* [Stated problem]
Quote each line exactly, from the line that contains "wall in the photo above." down to the last line of the listing, and no other lines.

--------------------------------

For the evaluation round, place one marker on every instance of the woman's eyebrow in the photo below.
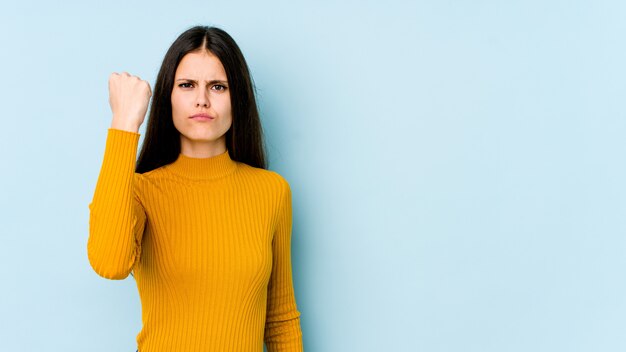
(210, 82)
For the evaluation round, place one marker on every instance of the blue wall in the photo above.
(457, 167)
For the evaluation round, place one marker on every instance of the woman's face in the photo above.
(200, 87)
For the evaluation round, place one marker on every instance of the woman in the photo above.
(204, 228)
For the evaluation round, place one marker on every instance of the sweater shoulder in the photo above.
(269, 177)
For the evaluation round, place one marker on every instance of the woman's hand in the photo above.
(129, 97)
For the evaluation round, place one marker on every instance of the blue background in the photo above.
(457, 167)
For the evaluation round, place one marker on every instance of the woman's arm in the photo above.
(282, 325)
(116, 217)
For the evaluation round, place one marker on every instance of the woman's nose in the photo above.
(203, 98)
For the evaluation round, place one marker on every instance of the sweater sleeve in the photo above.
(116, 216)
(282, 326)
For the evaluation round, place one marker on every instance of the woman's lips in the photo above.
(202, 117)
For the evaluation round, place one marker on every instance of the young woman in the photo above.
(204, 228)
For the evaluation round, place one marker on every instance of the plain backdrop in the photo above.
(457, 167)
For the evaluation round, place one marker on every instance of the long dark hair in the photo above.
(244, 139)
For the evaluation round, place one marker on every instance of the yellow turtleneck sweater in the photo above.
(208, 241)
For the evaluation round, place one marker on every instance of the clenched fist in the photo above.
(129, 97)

--------------------------------

* [Final result]
For the evaluation round, place one marker on every instance of the blue wall in the photo above.
(457, 167)
For the evaluation round, place one marker on every instance of the woman's face in the photo above.
(200, 87)
For the evaluation round, place one marker on every instance of the woman in the photo above.
(204, 228)
For the evaluation round, place one marker on every instance of the sweater shoulder in the photo above.
(269, 177)
For the evaluation round, place one marker on every instance of the woman's hand in the photo above.
(129, 97)
For the evaluation round, place one marker on every instance of the blue background in the photo above.
(457, 167)
For the evaluation round, place one marker on every instance of the woman's arm in the photo above.
(282, 325)
(116, 217)
For the evaluation round, place one marker on every instance of the woman's nose in the photo above.
(203, 98)
For the evaluation round, place one marker on every instance of the sweater sleeve in the photo above.
(116, 216)
(282, 326)
For the evaluation round, place one marker on every instance of the woman's lips in the photo above.
(202, 117)
For the evaluation round, place one marker on every instance of the young woman in the photo above.
(204, 228)
For the evaluation round, place one marker on every instance of the plain backdrop in the photo above.
(457, 167)
For the evaluation round, place one marker on every instance of the long dark hair in the photo above.
(244, 139)
For the evaluation round, place one marker on every instance of the yellow turtleneck sweater in the photo above.
(208, 241)
For the evaluation round, place one marker on every instance of the clenched fist in the photo above.
(129, 97)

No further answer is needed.